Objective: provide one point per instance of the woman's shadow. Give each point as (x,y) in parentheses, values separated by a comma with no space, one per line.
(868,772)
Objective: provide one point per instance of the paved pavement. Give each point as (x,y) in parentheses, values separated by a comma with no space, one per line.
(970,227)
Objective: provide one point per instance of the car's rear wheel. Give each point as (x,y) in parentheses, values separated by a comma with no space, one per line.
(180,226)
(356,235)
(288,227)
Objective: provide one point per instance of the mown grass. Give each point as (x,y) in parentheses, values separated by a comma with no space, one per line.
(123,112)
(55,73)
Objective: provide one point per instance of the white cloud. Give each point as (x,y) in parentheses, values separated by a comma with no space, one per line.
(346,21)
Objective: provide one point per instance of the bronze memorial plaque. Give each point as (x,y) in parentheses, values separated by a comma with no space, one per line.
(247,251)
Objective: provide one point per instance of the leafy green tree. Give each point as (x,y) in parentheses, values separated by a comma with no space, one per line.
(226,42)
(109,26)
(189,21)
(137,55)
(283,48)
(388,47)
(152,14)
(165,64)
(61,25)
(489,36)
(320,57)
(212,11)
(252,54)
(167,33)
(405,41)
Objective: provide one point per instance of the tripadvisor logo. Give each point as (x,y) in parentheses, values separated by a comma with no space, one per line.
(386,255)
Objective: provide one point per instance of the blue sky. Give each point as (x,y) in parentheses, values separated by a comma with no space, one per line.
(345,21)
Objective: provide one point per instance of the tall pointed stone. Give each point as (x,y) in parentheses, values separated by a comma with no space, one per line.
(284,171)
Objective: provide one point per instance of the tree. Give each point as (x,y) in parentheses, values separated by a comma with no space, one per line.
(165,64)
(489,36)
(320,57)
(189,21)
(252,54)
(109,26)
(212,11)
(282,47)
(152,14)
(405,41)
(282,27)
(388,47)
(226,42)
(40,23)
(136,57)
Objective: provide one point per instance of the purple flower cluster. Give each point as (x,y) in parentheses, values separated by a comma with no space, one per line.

* **What to do**
Render all the entries above as one numbered list with one line per item, leaving out blank lines.

* **Output below**
1. Objective: provide one point per instance of the woman's shadow. Give each point as (x,y) in parentheses, values separated by a comma with no space, one per line.
2. (868,772)
3. Objective: provide one point per instance of the paved pavement. Give each point as (x,y) in parentheses, values separated by a comma with no space, one per line.
4. (970,227)
5. Objective: provide one point per instance of the car's rear wheel. Give each point as (x,y) in parentheses, values separated by a comma with no space, one per line.
6. (180,226)
7. (356,235)
8. (288,227)
9. Objective: provide one point per instance of the mown grass. Give each point as (x,y) in parentheses, values separated by a comma with no space, one per line.
10. (123,112)
11. (55,73)
12. Objective: provide one point per instance of the white cloud. Give each point as (x,y) in parentheses, values separated by a comma with no space, one per line.
13. (346,21)
14. Objective: provide one point per instance of the bronze memorial plaque. Give each point as (x,y) in parentheses, values separated by a comma with no space, one per line.
15. (247,251)
16. Objective: provide one point per instance of the leafy green tree. Give each point as (x,y) in parentheses, values separated by a comma with no space, one per line.
17. (226,42)
18. (109,26)
19. (189,21)
20. (137,55)
21. (283,48)
22. (388,47)
23. (152,14)
24. (165,64)
25. (61,25)
26. (489,36)
27. (320,57)
28. (212,11)
29. (252,54)
30. (167,33)
31. (405,41)
32. Objective: provide one point per instance of the tripadvisor logo. Give each point as (x,y) in parentheses, values separated by a comma with no space, one per line.
33. (386,255)
34. Objective: provide one point per instance of the blue sky. Give each point as (x,y) in parentheses, values separated by a comma with no space, one per line.
35. (345,21)
36. Objective: provide one point per instance of the tall pointed stone. Give each point as (x,y) in parentheses, values separated by a comma with no space, one per line.
37. (284,171)
38. Objective: provide one point per instance of the tree. Give each point as (x,y) in parentheses, values separated by a comma with no space, one per line.
39. (165,64)
40. (489,36)
41. (320,57)
42. (189,21)
43. (252,54)
44. (109,26)
45. (212,11)
46. (282,47)
47. (152,14)
48. (405,41)
49. (282,27)
50. (388,47)
51. (226,42)
52. (40,23)
53. (136,57)
54. Objective: provide one point per instance of the purple flower cluster. Give each point as (x,y) in parentheses, values separated by a comma with no space, one per line.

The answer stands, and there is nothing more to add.